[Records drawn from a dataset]
-=-=-=-=-

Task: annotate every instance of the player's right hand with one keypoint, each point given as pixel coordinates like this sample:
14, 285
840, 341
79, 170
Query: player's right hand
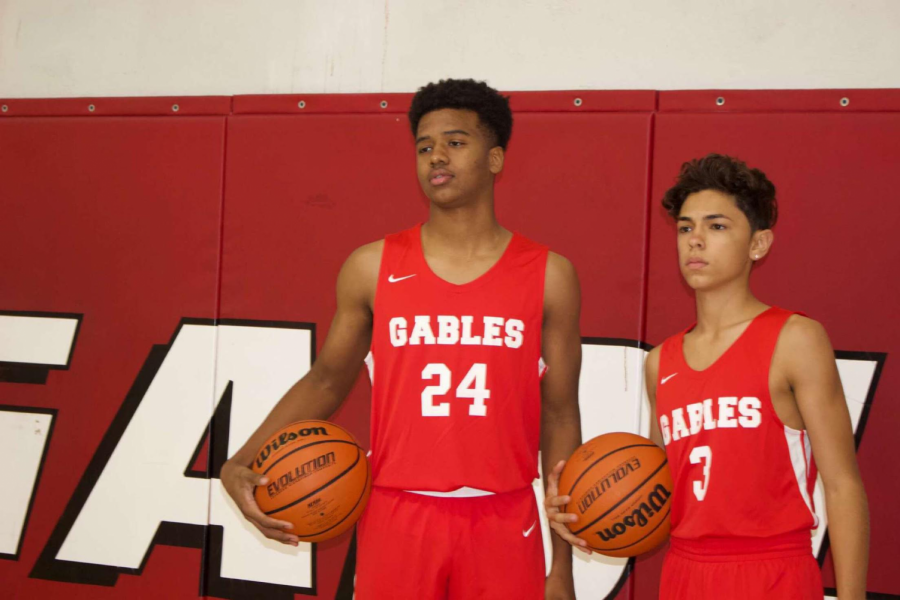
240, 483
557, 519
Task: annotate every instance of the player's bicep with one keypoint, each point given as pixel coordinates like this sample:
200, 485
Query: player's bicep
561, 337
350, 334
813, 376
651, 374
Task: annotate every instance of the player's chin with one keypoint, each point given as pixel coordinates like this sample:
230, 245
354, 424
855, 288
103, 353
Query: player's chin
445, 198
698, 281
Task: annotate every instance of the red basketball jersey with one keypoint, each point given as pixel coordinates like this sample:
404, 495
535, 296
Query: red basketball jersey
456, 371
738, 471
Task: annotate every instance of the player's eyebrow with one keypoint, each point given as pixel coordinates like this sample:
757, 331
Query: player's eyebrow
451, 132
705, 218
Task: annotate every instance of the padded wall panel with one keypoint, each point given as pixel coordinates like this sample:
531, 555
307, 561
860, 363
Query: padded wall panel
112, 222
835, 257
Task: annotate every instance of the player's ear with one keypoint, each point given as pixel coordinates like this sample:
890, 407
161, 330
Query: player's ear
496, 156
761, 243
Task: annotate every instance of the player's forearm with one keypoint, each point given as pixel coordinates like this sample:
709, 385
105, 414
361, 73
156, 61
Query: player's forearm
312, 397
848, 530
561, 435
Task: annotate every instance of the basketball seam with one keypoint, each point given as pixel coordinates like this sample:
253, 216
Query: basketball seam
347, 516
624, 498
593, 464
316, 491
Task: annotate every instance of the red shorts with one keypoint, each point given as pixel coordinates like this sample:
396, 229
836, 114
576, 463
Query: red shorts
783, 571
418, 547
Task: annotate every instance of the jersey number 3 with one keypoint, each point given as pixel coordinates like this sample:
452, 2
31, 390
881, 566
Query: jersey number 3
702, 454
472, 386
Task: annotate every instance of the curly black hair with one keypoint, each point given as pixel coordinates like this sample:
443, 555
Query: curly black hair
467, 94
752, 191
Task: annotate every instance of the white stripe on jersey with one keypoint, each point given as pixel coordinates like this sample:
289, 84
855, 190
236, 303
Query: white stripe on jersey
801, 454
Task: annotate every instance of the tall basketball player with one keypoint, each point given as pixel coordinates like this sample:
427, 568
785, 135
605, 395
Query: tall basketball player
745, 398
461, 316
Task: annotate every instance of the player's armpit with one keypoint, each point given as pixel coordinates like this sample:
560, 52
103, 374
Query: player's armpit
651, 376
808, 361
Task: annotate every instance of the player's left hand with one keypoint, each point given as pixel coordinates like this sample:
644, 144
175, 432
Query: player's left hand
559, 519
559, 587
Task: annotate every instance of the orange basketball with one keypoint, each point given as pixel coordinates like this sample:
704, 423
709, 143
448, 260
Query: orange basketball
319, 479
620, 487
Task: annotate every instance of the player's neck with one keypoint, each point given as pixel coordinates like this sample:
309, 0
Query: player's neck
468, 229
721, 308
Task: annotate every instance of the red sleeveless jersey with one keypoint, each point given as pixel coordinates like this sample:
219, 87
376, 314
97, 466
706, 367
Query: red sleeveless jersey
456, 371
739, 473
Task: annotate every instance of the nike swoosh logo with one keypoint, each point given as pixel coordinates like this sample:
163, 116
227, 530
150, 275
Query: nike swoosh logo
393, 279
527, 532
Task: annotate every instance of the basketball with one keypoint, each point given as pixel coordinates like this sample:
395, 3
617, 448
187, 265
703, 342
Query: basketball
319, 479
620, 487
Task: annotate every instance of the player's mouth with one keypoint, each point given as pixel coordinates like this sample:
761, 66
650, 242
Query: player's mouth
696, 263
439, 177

-=-=-=-=-

Try it:
Please reproduce the data above word for word, skipping all images.

Answer space:
Task: annotate every instance of the player's right hand with one keypoint, each point given as pixel coordinates like this sample:
14, 285
840, 341
79, 170
Query: player's right hand
240, 483
557, 519
Task: annotate every instance of the player's bicep with one keypoint, each point given as pixel coordinates like this sample:
200, 485
Query: player's bicep
561, 337
350, 334
813, 376
651, 374
Task: annotate every instance of the player's chin with one keypoint, each point given as pixel coordinates like this sample:
230, 245
354, 424
855, 288
103, 353
Query: player's chin
445, 198
698, 281
Task: annotate every instance of the red basketball jersey with one keypoint, each point given as pixel coordinates like this sample:
404, 495
535, 296
Query: red basketball jersey
456, 371
738, 471
Task: annotate every instance of the player's eyebrow with one keypoint, each point given as pixel coordinates like this sample:
757, 331
Query: player's eyebrow
451, 132
705, 218
Task: annotate every instance of the padded wall panel with one keypoint, each point given as pixel coordinates like this sample:
531, 555
307, 561
860, 363
Query: padded wall panel
112, 222
835, 257
Task: annotate every instance of the player's ear with one keypoint, each point given as pixel coordinates like this sample:
890, 407
161, 330
Query: player's ear
496, 156
761, 243
Task: annotate every instance of the player's forearm with one keypoint, each point given as pixel coordinates like this sample:
709, 385
105, 414
361, 73
156, 61
Query: player's forearm
312, 397
848, 530
561, 435
Task: annotate every instance of the basketball seam with one keypoint, each point given as pixel coordinates like this sample:
253, 216
Query: basketball seam
347, 516
624, 498
593, 464
316, 491
Task: annotate every instance of the red shorts with one keypoint, each point given as pixel coordinates like this sample:
396, 229
836, 114
576, 463
Query: red shorts
783, 571
418, 547
Task: annotate every instance of the jersey number 3 with one keypoint, each point given as pixel coordinates like this sample:
452, 2
31, 390
881, 566
Query: jersey number 3
702, 454
472, 386
Task: annotate every instance of the curly black hair with one keypoint, each point given as pixel coordinates like this sample:
443, 555
Query: curly black hair
467, 94
752, 191
Task: annotate every instance of the white stripe on jersey with one keypoint, each point given as pixel coordinates like this sample:
289, 84
855, 190
236, 303
Query: white stripe on jersey
801, 454
Task: annotate every instance of the tall basketball player with one keypoint, each point given as pixel coordinates like this sample:
427, 568
785, 135
605, 395
Query: tall basketball player
745, 398
461, 316
Task: annotate every instance of the player's armpit with one keypoint, each point given as pixel coordinates like this sample:
560, 52
103, 374
Query: player's armpit
651, 376
808, 361
Task: annotate every instance of the player's left hand with one keypoint, each point given as pixel coordinates like this sample:
644, 144
175, 432
Query: player's left hand
559, 519
559, 587
Task: annotate every instance of the orange basketball with one keypoint, each point given as pixel coordinates like this sample:
704, 423
709, 143
448, 260
Query: orange basketball
319, 479
620, 487
Task: annotate every instance of the player's neck with one keypoint, each point given as pixel coordinates like this sample:
309, 0
Query: player's neck
468, 229
721, 308
Task: annotate every instance of the red sleeveless jersey with one keypoint, each point given as pixel coordinates like this sample:
219, 87
376, 314
97, 466
706, 367
Query: red sleeveless jersey
456, 371
739, 473
Task: annotate every instance of the nike swoosh logo with one keypoint, each point given as pixel coordinates like this sample:
163, 116
227, 530
150, 275
Query: nike swoosh logo
393, 279
527, 532
Task: annotate every instance of the basketball with one keypoint, each point given as pixel coordinates like this sample:
395, 3
617, 448
187, 265
703, 342
Query: basketball
319, 479
620, 487
Task: annotate every instance of the player's mouth with one keypoint, each point given as pixel coordinates like this sample:
761, 66
650, 242
Query: player's mouth
696, 263
439, 177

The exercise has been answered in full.